◆ Raw data:
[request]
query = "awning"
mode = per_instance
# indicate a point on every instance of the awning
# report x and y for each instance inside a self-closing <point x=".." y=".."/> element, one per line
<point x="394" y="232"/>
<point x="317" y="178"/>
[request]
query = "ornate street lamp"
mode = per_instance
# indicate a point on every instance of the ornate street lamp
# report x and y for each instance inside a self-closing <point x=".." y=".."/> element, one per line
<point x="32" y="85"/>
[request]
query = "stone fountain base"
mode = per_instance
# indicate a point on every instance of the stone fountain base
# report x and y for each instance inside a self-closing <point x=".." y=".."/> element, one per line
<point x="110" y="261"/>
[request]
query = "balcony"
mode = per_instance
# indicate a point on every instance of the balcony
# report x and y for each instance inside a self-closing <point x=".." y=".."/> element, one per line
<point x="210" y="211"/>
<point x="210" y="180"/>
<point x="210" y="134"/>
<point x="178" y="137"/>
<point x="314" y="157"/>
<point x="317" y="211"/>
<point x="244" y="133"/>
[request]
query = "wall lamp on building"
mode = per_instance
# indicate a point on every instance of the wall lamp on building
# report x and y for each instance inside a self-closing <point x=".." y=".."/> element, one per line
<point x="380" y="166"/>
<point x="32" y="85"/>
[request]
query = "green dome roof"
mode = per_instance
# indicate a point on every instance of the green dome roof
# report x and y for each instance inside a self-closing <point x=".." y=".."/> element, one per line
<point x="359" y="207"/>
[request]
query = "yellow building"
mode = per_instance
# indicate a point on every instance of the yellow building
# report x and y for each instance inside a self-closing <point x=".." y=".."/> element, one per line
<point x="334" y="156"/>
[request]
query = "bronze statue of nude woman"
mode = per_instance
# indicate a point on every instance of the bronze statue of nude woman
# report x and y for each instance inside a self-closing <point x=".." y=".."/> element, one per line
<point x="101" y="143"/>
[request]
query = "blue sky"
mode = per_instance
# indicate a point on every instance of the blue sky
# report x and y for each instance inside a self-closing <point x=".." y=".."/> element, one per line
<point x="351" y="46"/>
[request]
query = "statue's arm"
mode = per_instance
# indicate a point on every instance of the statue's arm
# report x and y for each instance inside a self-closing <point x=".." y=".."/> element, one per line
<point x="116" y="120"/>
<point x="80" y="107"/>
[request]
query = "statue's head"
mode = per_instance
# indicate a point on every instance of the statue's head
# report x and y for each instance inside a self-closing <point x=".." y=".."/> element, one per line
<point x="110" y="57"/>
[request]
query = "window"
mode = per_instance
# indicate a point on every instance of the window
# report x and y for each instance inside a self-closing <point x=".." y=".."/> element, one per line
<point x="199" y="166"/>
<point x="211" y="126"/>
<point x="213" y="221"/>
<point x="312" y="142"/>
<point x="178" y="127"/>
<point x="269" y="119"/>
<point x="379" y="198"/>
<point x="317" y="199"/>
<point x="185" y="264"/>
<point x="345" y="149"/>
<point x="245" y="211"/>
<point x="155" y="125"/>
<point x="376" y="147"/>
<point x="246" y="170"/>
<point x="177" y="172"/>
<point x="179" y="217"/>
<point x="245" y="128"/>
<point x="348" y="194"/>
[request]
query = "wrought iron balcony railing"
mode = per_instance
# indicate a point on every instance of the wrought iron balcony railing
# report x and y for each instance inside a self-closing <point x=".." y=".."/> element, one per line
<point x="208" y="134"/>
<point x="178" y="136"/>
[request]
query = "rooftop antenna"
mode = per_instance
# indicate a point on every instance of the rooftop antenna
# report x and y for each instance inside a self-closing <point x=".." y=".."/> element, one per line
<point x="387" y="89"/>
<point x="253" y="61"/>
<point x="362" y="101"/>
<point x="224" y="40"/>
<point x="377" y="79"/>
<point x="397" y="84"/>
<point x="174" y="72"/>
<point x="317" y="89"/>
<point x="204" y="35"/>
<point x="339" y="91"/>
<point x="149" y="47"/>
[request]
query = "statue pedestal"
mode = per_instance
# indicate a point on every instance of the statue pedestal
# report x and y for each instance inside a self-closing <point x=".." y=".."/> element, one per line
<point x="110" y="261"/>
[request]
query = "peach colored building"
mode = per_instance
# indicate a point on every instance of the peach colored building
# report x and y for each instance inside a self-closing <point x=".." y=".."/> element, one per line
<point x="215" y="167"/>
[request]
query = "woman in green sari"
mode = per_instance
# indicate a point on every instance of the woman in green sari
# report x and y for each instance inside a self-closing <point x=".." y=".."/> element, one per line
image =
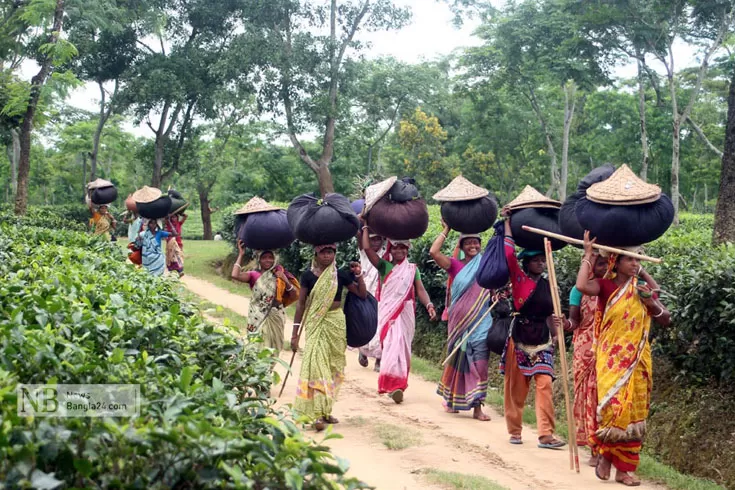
<point x="319" y="309"/>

◆ Task description: Make an exact copy of the data, leaving its pictures out.

◆ Correct output:
[request]
query = "awning"
mode = per_instance
# indicate a point on every instance of the awning
# report x and y for each instance inside a self-closing <point x=".." y=".."/> element, one per line
<point x="394" y="232"/>
<point x="317" y="178"/>
[request]
query = "ornate street lamp"
mode = per_instance
# indicate a point on every instance of the ornate street lamp
# report x and y for each instance inside a self-closing <point x=".." y=".."/> element, one per line
<point x="32" y="85"/>
[request]
query = "stone fountain base"
mode = per_instance
# indicate a point on every instance of the stone fountain base
# report x and y for each instance inside a self-closing <point x=".." y=".."/> element, one per line
<point x="110" y="261"/>
[request]
query = "balcony"
mode = per_instance
# indicate a point on every instance of the balcony
# report x and y for each instance inside a self-closing <point x=".." y=".."/> element, one per line
<point x="210" y="211"/>
<point x="210" y="180"/>
<point x="210" y="134"/>
<point x="178" y="137"/>
<point x="314" y="157"/>
<point x="317" y="211"/>
<point x="244" y="133"/>
[request]
query = "wall lamp on building"
mode = per_instance
# indicate a point on every instance of the wall lamp on building
# report x and y for each instance inside a self-closing <point x=".." y=".."/> element, one per line
<point x="380" y="166"/>
<point x="32" y="85"/>
[request]
query = "green dome roof"
mode = per_instance
# indicate a point on every instance of the green dome roof
# report x and y for each instance inside a self-closing <point x=".." y=".."/> element, one per line
<point x="359" y="207"/>
[request]
query = "yellow building"
mode = per_instance
# indicate a point on every instance of the yellow building
# report x and y for each instance inside a self-closing <point x=".." y=".."/> element, one per line
<point x="334" y="156"/>
[request]
query = "bronze statue of nude woman"
mode = per_instance
# indicate a point on every instance of the bronze statue of nude woman
# report x and y for each instance inside a self-closing <point x=".." y=".."/> element, one per line
<point x="101" y="143"/>
[request]
query = "blue sky"
mode = per_instance
# indicate a point on every instance of the blue sky
# report x and y for each instance inside a self-closing <point x=".." y=".."/> element, one per line
<point x="351" y="46"/>
[request]
query = "statue's arm"
mode = per_instance
# indicate a point on every instance of the statue's arm
# report x and y for each instance inside a self-closing <point x=".." y=".."/> element, one per line
<point x="116" y="120"/>
<point x="80" y="107"/>
[request]
query = "statue's head"
mode = per_instance
# indicate a point on every instance of the statue's head
# report x and y for each instance inside a self-closing <point x=".." y=".."/> element, one per line
<point x="110" y="57"/>
[request]
query = "window"
mode = per_instance
# indicate a point on every instance of the window
# report x and y for each instance inside a self-closing <point x=".." y=".."/> element, one per line
<point x="199" y="166"/>
<point x="211" y="126"/>
<point x="213" y="221"/>
<point x="312" y="142"/>
<point x="178" y="127"/>
<point x="269" y="119"/>
<point x="379" y="198"/>
<point x="317" y="199"/>
<point x="185" y="264"/>
<point x="345" y="149"/>
<point x="245" y="211"/>
<point x="155" y="125"/>
<point x="376" y="147"/>
<point x="246" y="170"/>
<point x="177" y="172"/>
<point x="179" y="217"/>
<point x="245" y="128"/>
<point x="348" y="194"/>
[request]
query = "wrought iron balcony railing"
mode = per_instance
# indicate a point on every instance of the wrought iron balcony railing
# report x and y for each instance inside a self-closing <point x=".." y=".."/> element, one per line
<point x="208" y="134"/>
<point x="178" y="136"/>
[request]
query = "rooftop antenna"
mode = per_instance
# indicate a point on every instance of the rooftop antenna
# report x and y for each instance inside a self-closing <point x=".." y=".."/> element, one per line
<point x="387" y="89"/>
<point x="253" y="61"/>
<point x="362" y="101"/>
<point x="224" y="40"/>
<point x="377" y="79"/>
<point x="397" y="84"/>
<point x="174" y="72"/>
<point x="317" y="89"/>
<point x="204" y="35"/>
<point x="339" y="91"/>
<point x="149" y="47"/>
[request]
query = "statue pedestal"
mode = per_instance
# indicate a point on every instance of the statue pedestal
# report x and y for each instance inside a self-closing <point x=".." y=".."/> element, one per line
<point x="110" y="261"/>
[request]
query = "peach colored building"
mode = per_instance
# indicate a point on every instance of the peach colored building
# report x and y for each instance inside a self-closing <point x=".." y=".."/> element, one per line
<point x="215" y="167"/>
[request]
query = "woman in green sari"
mode = per_instance
# indicate a point on every instance of the woman in green sari
# report x and y for each instance inside a self-closing <point x=".." y=".."/> element, one per line
image =
<point x="319" y="309"/>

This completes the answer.